Please write out the records below again, switching "pointing only" to "points only" throughout and leaving everything else unchanged.

____ TASK MATERIAL

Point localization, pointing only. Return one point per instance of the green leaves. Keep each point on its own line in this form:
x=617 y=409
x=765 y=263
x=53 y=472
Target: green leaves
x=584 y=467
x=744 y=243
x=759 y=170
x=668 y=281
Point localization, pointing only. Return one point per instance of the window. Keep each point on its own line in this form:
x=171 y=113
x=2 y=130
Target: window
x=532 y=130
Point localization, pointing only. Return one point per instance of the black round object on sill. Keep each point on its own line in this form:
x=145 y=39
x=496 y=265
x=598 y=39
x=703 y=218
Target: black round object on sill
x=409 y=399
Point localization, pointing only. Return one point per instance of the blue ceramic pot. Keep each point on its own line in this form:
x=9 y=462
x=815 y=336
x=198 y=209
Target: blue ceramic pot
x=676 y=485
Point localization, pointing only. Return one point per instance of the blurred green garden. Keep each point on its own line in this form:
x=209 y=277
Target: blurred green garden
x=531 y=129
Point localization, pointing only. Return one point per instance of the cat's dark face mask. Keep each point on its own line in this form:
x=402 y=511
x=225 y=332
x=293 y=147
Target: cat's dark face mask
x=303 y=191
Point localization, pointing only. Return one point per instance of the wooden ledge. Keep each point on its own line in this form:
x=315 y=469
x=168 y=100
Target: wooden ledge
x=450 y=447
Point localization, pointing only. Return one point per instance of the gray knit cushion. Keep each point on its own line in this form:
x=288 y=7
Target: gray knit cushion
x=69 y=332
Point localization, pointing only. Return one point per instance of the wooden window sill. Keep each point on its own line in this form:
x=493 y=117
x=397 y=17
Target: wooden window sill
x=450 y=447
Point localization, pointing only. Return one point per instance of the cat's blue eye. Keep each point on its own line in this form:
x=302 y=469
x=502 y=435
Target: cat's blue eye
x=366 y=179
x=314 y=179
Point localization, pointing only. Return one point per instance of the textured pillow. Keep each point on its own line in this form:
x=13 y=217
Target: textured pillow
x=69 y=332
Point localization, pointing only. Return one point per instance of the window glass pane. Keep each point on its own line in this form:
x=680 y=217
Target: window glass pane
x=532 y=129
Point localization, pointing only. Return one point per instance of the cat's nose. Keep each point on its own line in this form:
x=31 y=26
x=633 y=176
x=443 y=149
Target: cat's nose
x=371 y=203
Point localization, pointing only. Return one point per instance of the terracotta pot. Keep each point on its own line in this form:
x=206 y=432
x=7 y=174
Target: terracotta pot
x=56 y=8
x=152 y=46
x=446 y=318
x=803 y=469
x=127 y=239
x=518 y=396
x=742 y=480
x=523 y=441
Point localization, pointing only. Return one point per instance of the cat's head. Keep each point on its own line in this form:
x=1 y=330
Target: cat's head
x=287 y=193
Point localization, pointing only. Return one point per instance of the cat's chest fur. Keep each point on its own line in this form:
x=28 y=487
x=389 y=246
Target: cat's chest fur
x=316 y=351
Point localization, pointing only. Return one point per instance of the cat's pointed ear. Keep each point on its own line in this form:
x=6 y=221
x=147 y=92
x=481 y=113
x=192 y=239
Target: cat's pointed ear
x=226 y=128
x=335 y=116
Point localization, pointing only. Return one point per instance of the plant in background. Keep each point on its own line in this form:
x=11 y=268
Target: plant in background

________

SOLUTION TO THE PROBLEM =
Point localization, points only. Return one point per instance of the green leaves. Keep each point on its own line in this form:
x=617 y=409
x=765 y=263
x=53 y=472
Target: green leaves
x=584 y=467
x=744 y=243
x=759 y=170
x=668 y=281
Point localization, points only. Return one point per instance of the window. Keep each point on its own line in this form:
x=171 y=113
x=2 y=130
Target: window
x=532 y=130
Point localization, points only. Return one point per instance of the black round object on sill. Keep each point on its own line in this form:
x=145 y=39
x=496 y=265
x=598 y=39
x=703 y=218
Target: black round object on sill
x=409 y=399
Point localization, points only. Return one point per instance of the blue ceramic pot. Keep each point on its own line in this form:
x=9 y=462
x=815 y=336
x=198 y=209
Target: blue ceramic pot
x=676 y=485
Point localization, points only. Return one point per instance of the blurred green garden. Keep each point on its own line in this form:
x=209 y=277
Target: blurred green garden
x=531 y=129
Point localization, points only. Return one point per instance of the cat's dark face mask. Keep each point on its own line in this form:
x=402 y=511
x=225 y=332
x=293 y=147
Target: cat's dark face mask
x=303 y=191
Point localization, points only. Return one point per instance of the wooden ledge. Keep each point on its own line in this form:
x=315 y=469
x=168 y=100
Target: wooden ledge
x=450 y=447
Point localization, points only. Return one point per instance of the gray knit cushion. Keep each point on its own line in this form:
x=288 y=7
Target: gray knit cushion
x=69 y=332
Point localization, points only. Return one point per instance of the wooden window sill. Keep each point on its own line in this form:
x=493 y=117
x=397 y=17
Target: wooden window sill
x=450 y=447
Point localization, points only. Return one point per instance of the cat's blue eye. Keep each point on its own line in this form:
x=302 y=469
x=502 y=435
Target: cat's blue eye
x=366 y=179
x=314 y=179
Point localization, points only. Return one point per instance of the textured pillow. Keep each point on its own line in this form:
x=13 y=217
Target: textured pillow
x=69 y=332
Point localization, points only. Return one point per instance of the window glass pane. Keep each point on its own line in this form:
x=680 y=217
Target: window glass pane
x=532 y=129
Point localization, points only. Return one point per instance of the cat's nose. Keep each point on its own line in this form:
x=31 y=26
x=633 y=176
x=443 y=149
Target: cat's nose
x=371 y=203
Point localization, points only. Return one point per instance of the terracotta pot. Keep each point on its own line in this form:
x=206 y=432
x=7 y=174
Target: terracotta pot
x=56 y=8
x=152 y=46
x=446 y=318
x=803 y=469
x=127 y=239
x=518 y=396
x=742 y=480
x=523 y=441
Point localization, points only. Return one point per instance of the cat's head. Keep each point on its own line in this form:
x=1 y=330
Target: cat's head
x=287 y=193
Point localization, points only. Return one point per instance of the cat's chest fur. Keep each point on its own line in this form:
x=28 y=487
x=389 y=246
Target: cat's chest fur
x=316 y=351
Point localization, points only. Return one point per instance of the cat's pointed ear. Keep each point on its own line in this form:
x=6 y=221
x=147 y=92
x=481 y=113
x=192 y=239
Target: cat's pointed ear
x=226 y=128
x=335 y=116
Point localization, points only. Return one point per instance of the plant in background. Keep each point on its own line in this form:
x=11 y=268
Target: plant in background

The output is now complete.